DATA FOR ANALYSIS:

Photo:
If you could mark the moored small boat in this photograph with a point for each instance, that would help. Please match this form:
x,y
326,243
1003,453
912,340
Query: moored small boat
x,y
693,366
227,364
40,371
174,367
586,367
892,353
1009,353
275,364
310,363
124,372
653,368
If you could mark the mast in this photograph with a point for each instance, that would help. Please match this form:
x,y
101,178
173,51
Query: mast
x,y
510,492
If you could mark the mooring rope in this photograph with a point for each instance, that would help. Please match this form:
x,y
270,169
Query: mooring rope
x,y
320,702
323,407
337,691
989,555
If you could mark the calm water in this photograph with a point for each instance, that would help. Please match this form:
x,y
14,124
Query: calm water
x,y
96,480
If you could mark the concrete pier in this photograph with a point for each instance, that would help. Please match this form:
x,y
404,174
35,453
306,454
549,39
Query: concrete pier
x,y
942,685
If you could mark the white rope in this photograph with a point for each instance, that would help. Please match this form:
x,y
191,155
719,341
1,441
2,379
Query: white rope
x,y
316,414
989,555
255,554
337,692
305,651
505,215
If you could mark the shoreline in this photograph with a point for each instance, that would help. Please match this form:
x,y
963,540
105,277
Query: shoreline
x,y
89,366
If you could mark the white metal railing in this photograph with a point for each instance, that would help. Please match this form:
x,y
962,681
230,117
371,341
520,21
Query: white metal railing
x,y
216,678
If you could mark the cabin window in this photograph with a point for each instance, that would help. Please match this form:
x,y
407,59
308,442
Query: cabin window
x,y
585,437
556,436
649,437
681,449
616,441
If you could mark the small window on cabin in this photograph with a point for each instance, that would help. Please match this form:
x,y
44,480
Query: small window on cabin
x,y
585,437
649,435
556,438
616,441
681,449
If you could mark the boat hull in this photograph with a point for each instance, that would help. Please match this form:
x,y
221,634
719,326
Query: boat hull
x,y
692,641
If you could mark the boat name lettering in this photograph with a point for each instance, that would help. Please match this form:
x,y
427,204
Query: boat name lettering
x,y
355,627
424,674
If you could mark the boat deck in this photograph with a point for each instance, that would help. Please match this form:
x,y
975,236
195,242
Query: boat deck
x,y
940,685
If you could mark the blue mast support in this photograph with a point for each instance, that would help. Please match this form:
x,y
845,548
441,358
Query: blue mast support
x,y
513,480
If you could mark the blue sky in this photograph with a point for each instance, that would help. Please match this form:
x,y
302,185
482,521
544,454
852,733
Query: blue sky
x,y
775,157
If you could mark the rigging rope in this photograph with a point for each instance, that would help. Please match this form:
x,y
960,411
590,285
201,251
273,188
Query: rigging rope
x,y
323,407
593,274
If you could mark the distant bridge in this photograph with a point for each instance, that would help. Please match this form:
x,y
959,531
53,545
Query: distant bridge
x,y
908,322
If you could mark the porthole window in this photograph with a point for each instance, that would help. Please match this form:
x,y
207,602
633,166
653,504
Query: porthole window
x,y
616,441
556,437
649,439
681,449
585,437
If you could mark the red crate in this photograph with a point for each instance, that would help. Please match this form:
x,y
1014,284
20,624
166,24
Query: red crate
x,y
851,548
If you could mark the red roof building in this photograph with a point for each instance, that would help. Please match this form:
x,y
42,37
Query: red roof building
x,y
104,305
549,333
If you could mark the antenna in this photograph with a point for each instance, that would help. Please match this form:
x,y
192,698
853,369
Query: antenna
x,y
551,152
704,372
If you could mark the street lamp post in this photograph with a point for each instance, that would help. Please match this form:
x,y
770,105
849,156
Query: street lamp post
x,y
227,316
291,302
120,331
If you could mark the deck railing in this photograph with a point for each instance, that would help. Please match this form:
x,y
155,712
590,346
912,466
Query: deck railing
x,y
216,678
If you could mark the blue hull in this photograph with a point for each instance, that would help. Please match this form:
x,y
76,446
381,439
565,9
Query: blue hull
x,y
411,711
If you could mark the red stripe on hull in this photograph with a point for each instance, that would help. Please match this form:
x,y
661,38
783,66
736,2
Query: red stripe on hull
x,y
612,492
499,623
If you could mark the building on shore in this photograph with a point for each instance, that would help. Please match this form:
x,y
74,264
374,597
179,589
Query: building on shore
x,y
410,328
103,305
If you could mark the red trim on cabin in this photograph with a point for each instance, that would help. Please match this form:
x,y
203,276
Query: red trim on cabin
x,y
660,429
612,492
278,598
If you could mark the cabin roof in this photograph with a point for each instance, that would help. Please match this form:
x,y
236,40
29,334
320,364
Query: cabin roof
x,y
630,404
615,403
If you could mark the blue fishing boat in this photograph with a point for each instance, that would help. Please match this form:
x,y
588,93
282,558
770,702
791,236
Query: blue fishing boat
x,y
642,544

WORK INSTRUCTION:
Would you restate the whole listing word for word?

RESPONSE:
Photo:
If you could mark the moored small boat in this photograph with a point for each instance, that would help. Please match this form:
x,y
326,243
1003,453
912,340
Query: moored small boat
x,y
693,366
227,364
40,371
174,367
586,367
892,353
1009,353
275,364
310,363
124,372
653,368
If you could mark the mast in this photograph with a point for each instance, that would help. Please match this form:
x,y
101,178
173,51
Query: mast
x,y
510,492
If you could mark the mooring rope in this photograph with a point for each instance, that would help. Please match this form:
x,y
270,169
Query: mooring rope
x,y
320,702
323,407
337,691
989,555
If you could mark the calm water in this photograph with a point for each instance, that would help. Please match this form:
x,y
14,124
Query: calm water
x,y
96,480
If you could mark the concrete pier in this photograph with a point for each instance, that would help. Please match this form:
x,y
404,174
35,453
306,454
549,39
Query: concrete pier
x,y
942,685
If you could mark the white rope in this photograph with a point for each instance, that would help. Please match this form:
x,y
191,155
719,341
1,441
2,379
Query: white rope
x,y
316,414
989,555
255,554
337,692
305,651
505,215
If you could mark the shoreline in this photograph with a point for each instance, that would help. Please match this form:
x,y
963,540
105,277
Query: shoreline
x,y
89,366
If you could mark the white metal railing in this photograph with a point for each instance, that would help. Please match this form:
x,y
962,681
230,117
371,341
520,21
Query: white metal railing
x,y
216,678
If you could mark the cabin window in this photograph with a point for each instance, that would help. Please match this form:
x,y
407,59
308,442
Query: cabin window
x,y
585,437
556,436
649,437
681,449
616,441
If you could mark the small window on cabin in this photograph with a point for each instance, that would help. Please match this form:
x,y
44,480
Query: small window on cabin
x,y
585,437
649,435
556,438
616,441
681,449
If you could mark the boat hull in this photograph with a point for each instance, that would help. Please match this form:
x,y
221,634
719,326
Query: boat hull
x,y
692,641
If you could mark the boat name lettering in this photograph with a point for each instance, that would help. Please match this form:
x,y
427,204
Query: boat name lettering
x,y
355,627
424,674
If you could mark the boat deck in this photograph with a point for each instance, that would help. Please match this form:
x,y
975,236
195,242
Query: boat deck
x,y
940,685
If you could mark the blue mast support in this photograph with a point for each instance, that would help. Please match this form:
x,y
845,548
441,358
Query: blue mast support
x,y
513,480
If you could mark the blue sky in this photograph with a point for each instance, that would help. Please match this form:
x,y
302,185
482,521
544,454
852,733
Query: blue sky
x,y
775,157
If you could mark the rigging rope in this photograph with a point for each instance, that would help. Please match this form:
x,y
960,411
590,285
201,251
273,188
Query: rigging rope
x,y
323,407
593,274
If you could mark the distant bridge in this photograph with a point for each instance, that would help. Please match this form:
x,y
959,531
53,545
Query: distant bridge
x,y
908,322
If you could mark the porthole window in this photograph with a point for each instance, that would help. Please match this form:
x,y
207,602
633,166
653,504
Query: porthole window
x,y
616,441
556,437
649,439
681,449
585,437
If you could mark the red crate in this photograph with a point for each instance, that would help. Please match this form:
x,y
1014,284
20,624
166,24
Query: red crate
x,y
851,548
If you could mark the red roof building in this photograph with a point for each instance, that would help. Please match this form:
x,y
42,37
Query: red roof building
x,y
104,305
549,333
If you could mark the antenna in this photograph with a point for each instance, that would help. Please match this form:
x,y
192,698
853,369
Query: antenna
x,y
551,152
704,372
If you could mark the street lamp post in this photograph with a point for each instance, that would help. Please match this form:
x,y
770,105
849,156
Query: street lamp post
x,y
227,316
291,302
120,331
If you could mark the deck railing in this photograph with a point for each instance, that would help. Please match this form:
x,y
155,712
590,346
912,466
Query: deck railing
x,y
216,678
If you could mark the blue hull in this photograph with a point for each instance, that would help. Please match this form:
x,y
76,446
381,439
565,9
Query: blue hull
x,y
411,711
If you could mark the red stripe on hull in this photograph with a point for each instance, that would help. Please match this form:
x,y
661,38
783,66
736,2
Query: red stripe on hull
x,y
612,492
499,623
If you could mark the building on shore in this photograph with a point for each instance, that would help. Please match this form:
x,y
74,264
374,597
179,589
Query: building on shore
x,y
410,328
103,305
If you could mark the red trim on cabin in this photograph with a point for each instance, that would help. Please match this form:
x,y
203,276
Query: red trim on cabin
x,y
660,429
612,492
278,598
If you could mark the cabin roof in this photograph with a point for each instance, that would help. Please match this form:
x,y
236,40
29,334
320,364
Query: cabin roof
x,y
630,404
615,403
If you could mark the blue fishing boat in this photograph with a point for each instance, that would help. Please match this form:
x,y
588,93
282,558
770,702
791,236
Query: blue fishing boat
x,y
642,544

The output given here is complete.